Written instruction ::
Quote all lines below exactly. Images stay out.

Dataset extract ::
⟨

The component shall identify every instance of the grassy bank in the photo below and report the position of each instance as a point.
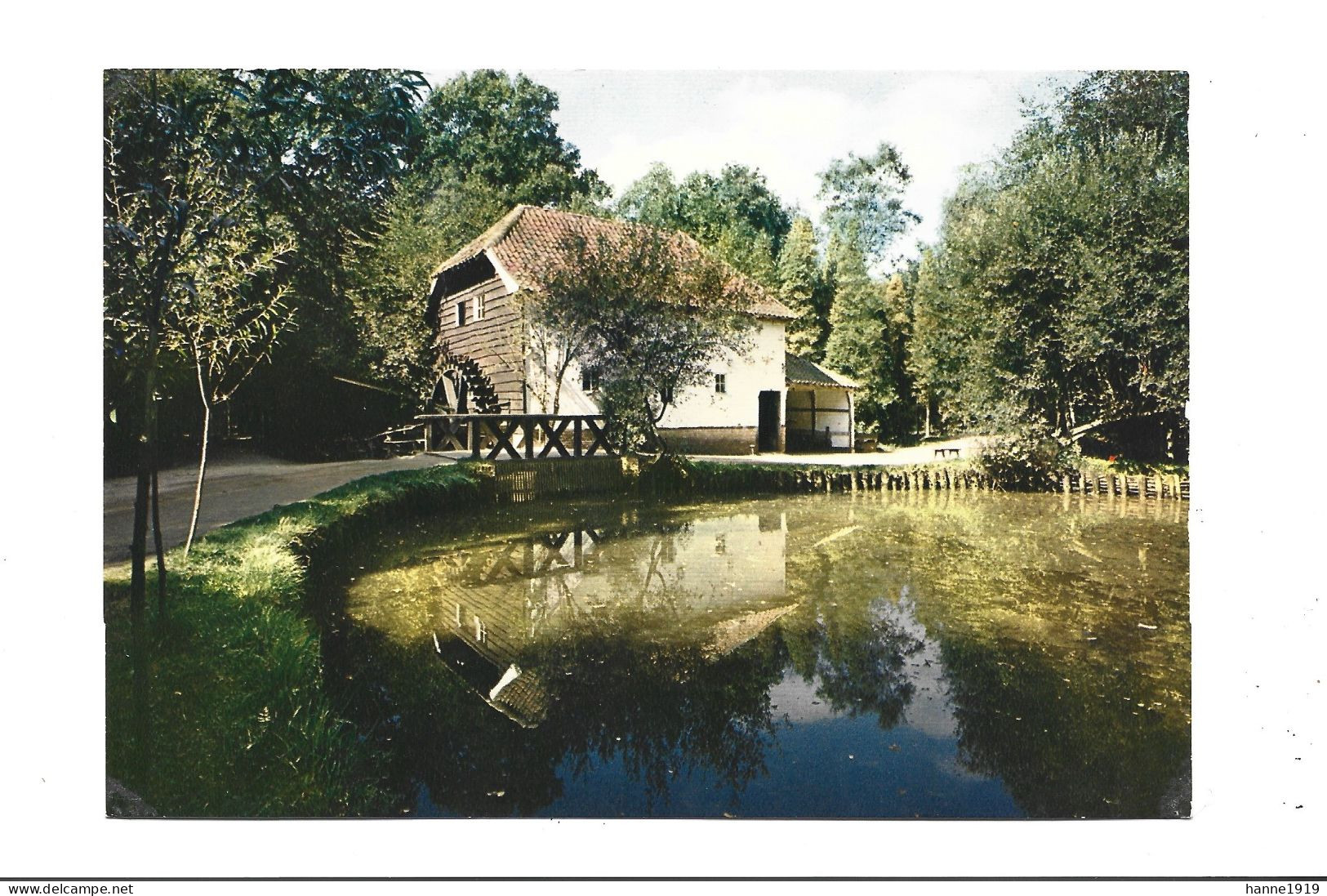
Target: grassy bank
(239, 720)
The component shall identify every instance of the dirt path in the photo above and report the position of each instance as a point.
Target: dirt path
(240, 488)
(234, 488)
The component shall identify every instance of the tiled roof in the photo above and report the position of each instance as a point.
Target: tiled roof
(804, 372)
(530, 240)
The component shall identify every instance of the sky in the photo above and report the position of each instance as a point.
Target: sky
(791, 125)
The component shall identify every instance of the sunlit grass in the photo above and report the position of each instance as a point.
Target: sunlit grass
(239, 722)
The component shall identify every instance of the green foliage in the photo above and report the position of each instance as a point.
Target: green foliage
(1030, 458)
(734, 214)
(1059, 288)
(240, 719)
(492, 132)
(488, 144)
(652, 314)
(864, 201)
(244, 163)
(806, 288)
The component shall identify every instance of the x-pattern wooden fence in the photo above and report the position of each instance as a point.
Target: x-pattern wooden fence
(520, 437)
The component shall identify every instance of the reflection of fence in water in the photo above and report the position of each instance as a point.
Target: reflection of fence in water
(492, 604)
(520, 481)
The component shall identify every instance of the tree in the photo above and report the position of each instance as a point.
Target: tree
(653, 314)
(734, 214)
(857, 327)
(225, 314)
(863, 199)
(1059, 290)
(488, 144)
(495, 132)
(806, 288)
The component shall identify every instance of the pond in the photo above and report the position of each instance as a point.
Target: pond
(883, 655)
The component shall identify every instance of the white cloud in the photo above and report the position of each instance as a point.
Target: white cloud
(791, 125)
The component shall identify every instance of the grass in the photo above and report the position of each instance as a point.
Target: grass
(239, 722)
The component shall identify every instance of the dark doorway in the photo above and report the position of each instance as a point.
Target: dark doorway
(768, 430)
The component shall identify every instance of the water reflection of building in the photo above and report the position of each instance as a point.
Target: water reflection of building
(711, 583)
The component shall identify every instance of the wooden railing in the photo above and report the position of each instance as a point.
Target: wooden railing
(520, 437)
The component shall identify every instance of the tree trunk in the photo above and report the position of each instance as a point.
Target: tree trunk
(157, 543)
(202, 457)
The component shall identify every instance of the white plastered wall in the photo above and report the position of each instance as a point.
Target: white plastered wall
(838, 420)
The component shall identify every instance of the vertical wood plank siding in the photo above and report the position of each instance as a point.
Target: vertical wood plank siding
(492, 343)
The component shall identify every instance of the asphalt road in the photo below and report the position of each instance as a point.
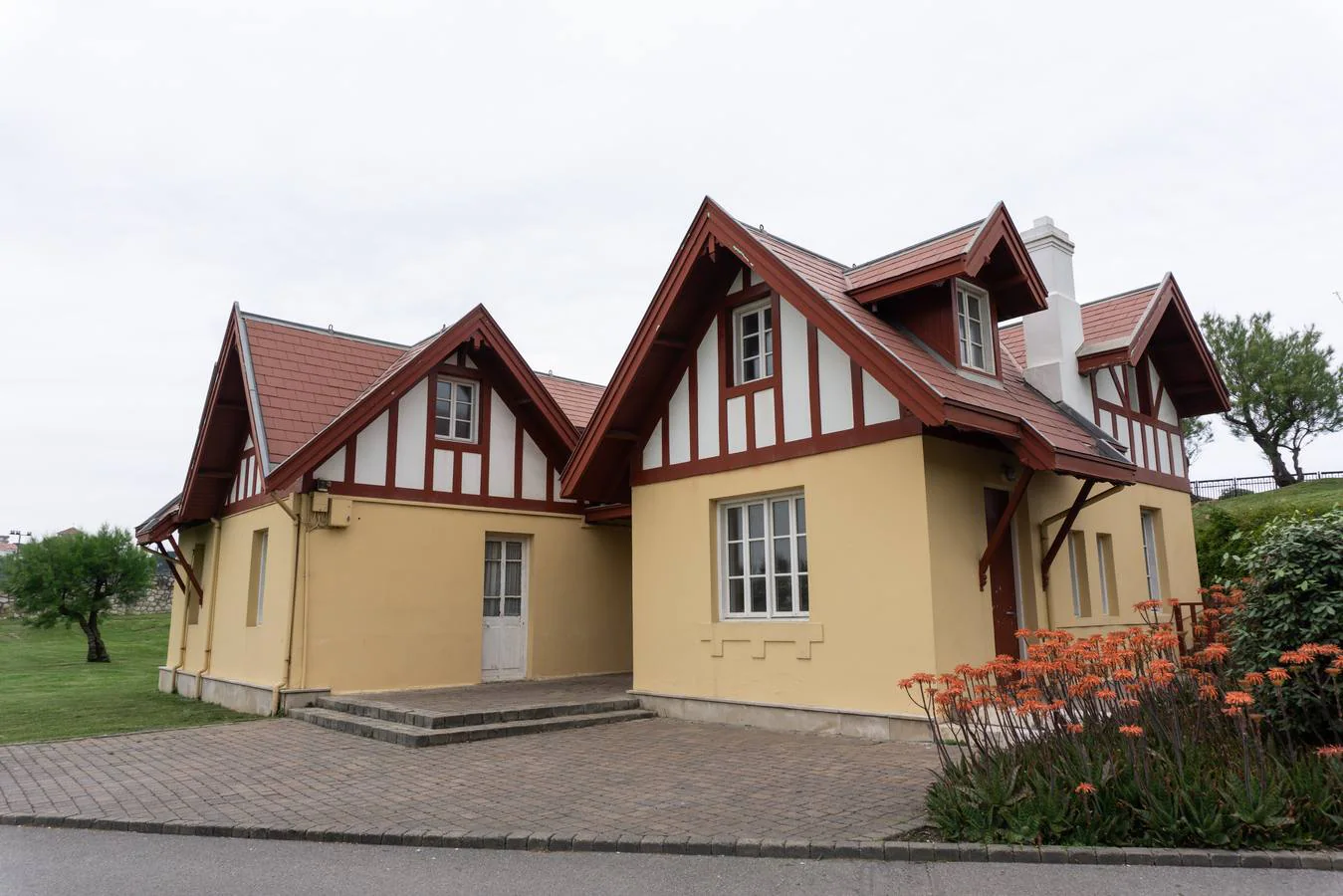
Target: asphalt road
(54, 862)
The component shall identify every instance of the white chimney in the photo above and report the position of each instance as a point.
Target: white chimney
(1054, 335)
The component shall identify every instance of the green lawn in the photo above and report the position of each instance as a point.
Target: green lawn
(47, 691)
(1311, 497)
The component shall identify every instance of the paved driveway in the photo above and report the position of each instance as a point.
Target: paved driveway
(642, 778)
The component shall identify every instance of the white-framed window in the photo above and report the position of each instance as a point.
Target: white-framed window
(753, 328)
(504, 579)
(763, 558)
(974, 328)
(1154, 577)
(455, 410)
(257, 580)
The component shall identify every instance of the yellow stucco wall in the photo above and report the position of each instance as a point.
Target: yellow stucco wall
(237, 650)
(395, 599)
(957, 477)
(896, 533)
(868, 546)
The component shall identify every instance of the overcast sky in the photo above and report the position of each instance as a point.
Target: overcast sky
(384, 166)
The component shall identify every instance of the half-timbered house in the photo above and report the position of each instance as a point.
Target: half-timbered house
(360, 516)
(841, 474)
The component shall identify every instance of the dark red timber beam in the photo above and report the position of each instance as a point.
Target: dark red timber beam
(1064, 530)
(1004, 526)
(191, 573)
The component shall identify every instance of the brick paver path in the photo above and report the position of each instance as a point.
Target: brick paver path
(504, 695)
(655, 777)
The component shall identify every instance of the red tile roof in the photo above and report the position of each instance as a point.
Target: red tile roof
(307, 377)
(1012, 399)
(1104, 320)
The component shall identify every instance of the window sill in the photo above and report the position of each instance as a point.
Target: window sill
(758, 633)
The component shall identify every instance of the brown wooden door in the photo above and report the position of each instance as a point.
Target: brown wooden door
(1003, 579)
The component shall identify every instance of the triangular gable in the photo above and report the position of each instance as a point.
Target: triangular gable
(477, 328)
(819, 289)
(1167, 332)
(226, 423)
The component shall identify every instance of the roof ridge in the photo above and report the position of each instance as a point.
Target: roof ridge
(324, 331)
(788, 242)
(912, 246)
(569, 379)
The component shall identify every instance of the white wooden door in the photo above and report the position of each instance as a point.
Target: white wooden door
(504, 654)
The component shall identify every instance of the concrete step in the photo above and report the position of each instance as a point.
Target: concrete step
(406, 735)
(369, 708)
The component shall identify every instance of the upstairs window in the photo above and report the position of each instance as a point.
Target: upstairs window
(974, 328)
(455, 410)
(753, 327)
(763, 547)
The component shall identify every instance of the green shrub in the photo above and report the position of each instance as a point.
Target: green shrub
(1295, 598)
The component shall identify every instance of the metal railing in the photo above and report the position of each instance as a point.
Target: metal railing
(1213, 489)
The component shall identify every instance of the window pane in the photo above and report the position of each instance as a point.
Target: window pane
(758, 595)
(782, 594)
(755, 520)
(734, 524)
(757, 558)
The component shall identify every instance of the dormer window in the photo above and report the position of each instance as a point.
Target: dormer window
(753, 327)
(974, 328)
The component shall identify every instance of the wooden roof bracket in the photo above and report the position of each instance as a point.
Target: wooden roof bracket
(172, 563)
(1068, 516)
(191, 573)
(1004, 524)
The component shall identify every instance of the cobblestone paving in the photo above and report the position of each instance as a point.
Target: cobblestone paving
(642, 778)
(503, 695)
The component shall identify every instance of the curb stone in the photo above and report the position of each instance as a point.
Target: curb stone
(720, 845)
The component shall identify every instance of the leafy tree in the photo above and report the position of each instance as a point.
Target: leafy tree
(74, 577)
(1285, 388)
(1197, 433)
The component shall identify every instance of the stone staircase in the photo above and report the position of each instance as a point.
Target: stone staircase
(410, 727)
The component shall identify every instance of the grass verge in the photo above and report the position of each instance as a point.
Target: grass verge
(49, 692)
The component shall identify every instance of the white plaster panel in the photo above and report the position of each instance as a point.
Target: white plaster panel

⟩

Solution for this task ::
The component shall identify every instance of the grassy bank in the photo below and report the position of each instance as a point.
Target: grassy bank
(239, 720)
The component shall identify every instance of the dirt path in the photo above and report the position of each instance as a point.
Target: dirt path
(240, 488)
(234, 488)
The component shall identify every instance of the tiled roof in the photo above and report the position of each instance as a point.
Target: tiled roof
(804, 372)
(530, 240)
The component shall identify every instance of the sky in the photo above and report the position of each instance as a point.
Target: sky
(791, 125)
The component shall identify every instance of the sunlit grass in the photo above and report the position of each instance as a point.
Target: sunlit grass
(239, 722)
The component shall identify every instance of the green foliage in the photo above and report the position of each instance as a point.
Target: green foliage
(1030, 458)
(734, 214)
(1059, 288)
(240, 719)
(492, 132)
(488, 144)
(652, 314)
(864, 201)
(244, 163)
(806, 288)
The component shall identify every instance of the x-pattern wooden fence in the photo above and report the position of each instance as a point.
Target: x-pattern wooden fence
(520, 437)
The component shall identify every instance of the reflection of fence in water in the photo above and report the position of each instance as a point.
Target: reflection of fence in water
(492, 604)
(520, 481)
The component shall identify every instance of the tree in the photo above and report the position of each instance as a point.
Target: tree
(653, 314)
(734, 214)
(857, 327)
(225, 314)
(863, 199)
(1059, 290)
(488, 144)
(495, 132)
(806, 288)
The component shall identify every instance of the pond in the photo above and report the position of each instance as a point.
Target: pond
(883, 655)
The component shall identify every instance of the white cloud in the photo above and report the position of each instance as a point.
Target: white cloud
(791, 125)
The component shall identify every instance of the grass in the photo above and report the position of each instance as a point.
Target: grass
(239, 722)
The component shall identify every instance of the dark doorway in the photo above and report the position of each instance as a point.
Target: dark doorway
(768, 430)
The component shall identify every instance of the water reflection of building in the photo above and report the position of each instance as a point.
Target: water reflection of building
(711, 583)
The component shall identify every instance of the wooden railing in the photo above and report the position of each instance as a point.
Target: wooden railing
(520, 437)
The component shall identify every instance of the tree trunk in the photo above and report the position of each instance as a point.
Target: tree trunk
(157, 543)
(202, 457)
The component shall identify every instance of the white plastered wall in the photo above and report the position of each instance as a point.
Target: white plastered wall
(838, 420)
The component shall identify every instance of the vertical wood plank siding in the photo above and report the position of each instance as a point.
Target: vertical wood plank siding
(492, 343)
The component shall identify every instance of the asphalt road in the photo below and report the position of each instance as a point.
Target: asphalt road
(54, 862)
The component shall identify every instance of the white chimney in the photo above and report the position of each instance as a point.
Target: white chimney
(1054, 335)
The component shall identify every instance of the green lawn in the photo above and report the position of each instance as a point.
Target: green lawn
(47, 691)
(1311, 497)
The component shall identify every instance of the paved driveway in the photo above and report the position of each instance as a point.
Target: paved driveway
(642, 778)
The component shall identify every instance of the white-framed window in the photo above and report the position of each instance as a point.
Target: white-framed window
(753, 328)
(504, 579)
(763, 558)
(974, 328)
(1154, 577)
(455, 410)
(257, 580)
The component shall identify every instance of the yellow stucco wall in the photo above and report the position of each instance as a point.
Target: yellow stucco wall
(237, 650)
(395, 599)
(957, 477)
(896, 533)
(868, 546)
The component shall identify every instance of the overcast sky in the photo above and report the position of each instance as a point.
Target: overcast sky
(384, 166)
The component shall identify every instance of the half-timbered house in the photo above and report the position of each instance as a point.
Target: half-timbered house
(360, 516)
(841, 474)
The component shall identify every instance of the dark red timber beam in the photo above and report the position of each instance as a point.
Target: dark red timber beam
(1064, 530)
(1004, 526)
(191, 573)
The component shall identify every instance of the brick paver path in the photo above and report the position of each instance as a point.
Target: brick paver path
(504, 695)
(655, 777)
The component shall identify every instance of the red tile roof in the photo above and report the position of each instance as a point.
Target: red tile roof
(307, 377)
(1012, 399)
(1104, 320)
The component shall identify every instance of the window sill in the photo above and report the position of each instance as a point.
Target: window sill
(758, 633)
The component shall identify every instance of the brown wooden door in the photo above and report the position of each instance as a point.
Target: brown wooden door
(1003, 579)
The component shall identify every instance of the triangular gable in the photo above and report the position of each instance as a point.
Target: triangular gable
(477, 328)
(819, 289)
(1167, 332)
(226, 423)
The component shall identify every instance of the roof ridge in the photo above and report the position of each instance as a point.
Target: roof ridge
(324, 331)
(788, 242)
(912, 246)
(569, 379)
The component shall identify every instance of the white wooden door in the photo above and report the position of each instance as a point.
Target: white wooden door
(504, 654)
The component shall identify every instance of the concrete step in the photo above and report the position of each instance as a point.
Target: concrete step
(406, 735)
(369, 708)
The component shall identify every instance of the upstairs window in the photo above and report the position of each instance as a point.
Target: upstairs window
(974, 328)
(455, 410)
(753, 327)
(763, 547)
The component shall identify every instance of the green shrub in the photo above and report the position of each instance as a point.
Target: green shrub
(1295, 598)
The component shall identify every instance of the metal railing in the photo above and report the position of each instance as a point.
Target: metal railing
(1213, 489)
The component shall identify every instance of the window pane in the photo above and report the position of each instance as a point.
Target: window pane
(758, 595)
(782, 594)
(755, 520)
(734, 524)
(757, 558)
The component shall identify every instance of the dormer window in the photo above and report the position of each instance as a point.
Target: dormer window
(753, 327)
(974, 328)
The component shall identify every instance of the wooden roof bracket in the photo above and report the position of each instance as a point.
Target: wooden roof bracket
(172, 563)
(1068, 516)
(191, 573)
(1004, 524)
The component shall identify every instance of the cobblestone paving in the photo above and report the position of each instance as a point.
Target: cobblestone paving
(642, 778)
(503, 695)
The component shall identify every instance of the curb stone in the photo above and report the position of each instance as a point.
Target: curb stone
(720, 845)
The component shall identify every instance of the leafy tree in the photo above and report the position of each instance as a point.
Target: leafy tree
(74, 577)
(1285, 388)
(1197, 433)
The component shall identify every instance of the stone staircase in the photo above and report the position of each instance as a point.
Target: stone staircase
(410, 727)
The component shall identify every instance of the grass verge in the photo above and report the position of each instance as a point.
Target: grass verge
(49, 692)
The component shall identify every instance of the white plaster panel in the photo above and report the position of each instance as a point.
Target: white plaster panel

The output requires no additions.